■ WHAT IS REQUIRED: Extract every line of the data below without changing a character, and leave the pictures out of your answer.

■ Named-object pointing records:
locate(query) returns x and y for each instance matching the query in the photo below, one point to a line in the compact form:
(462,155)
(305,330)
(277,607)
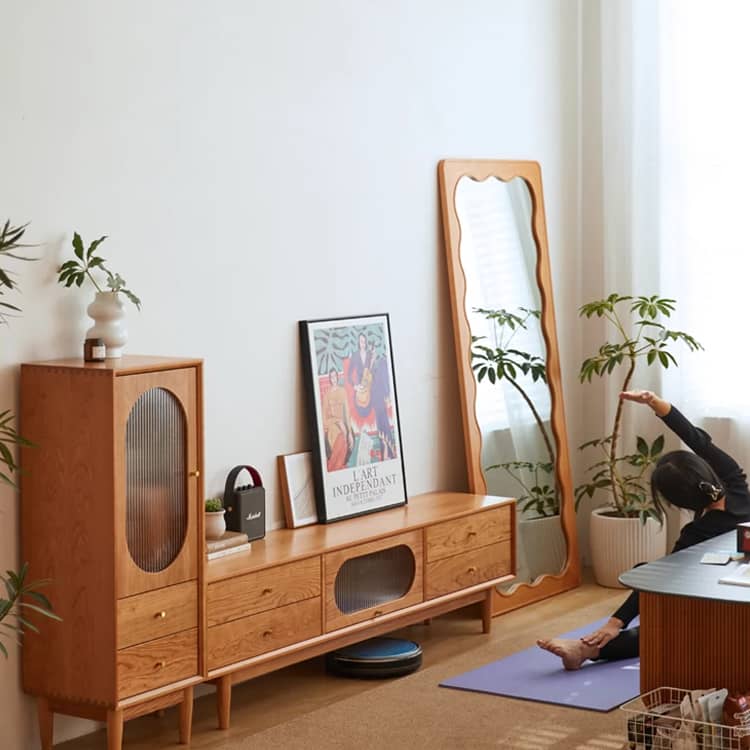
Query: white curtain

■ SOLUTION:
locate(query) returns x and y for each instance matching the query in the photo below, one point to a line in the compact form:
(462,155)
(305,330)
(277,607)
Query: white curtain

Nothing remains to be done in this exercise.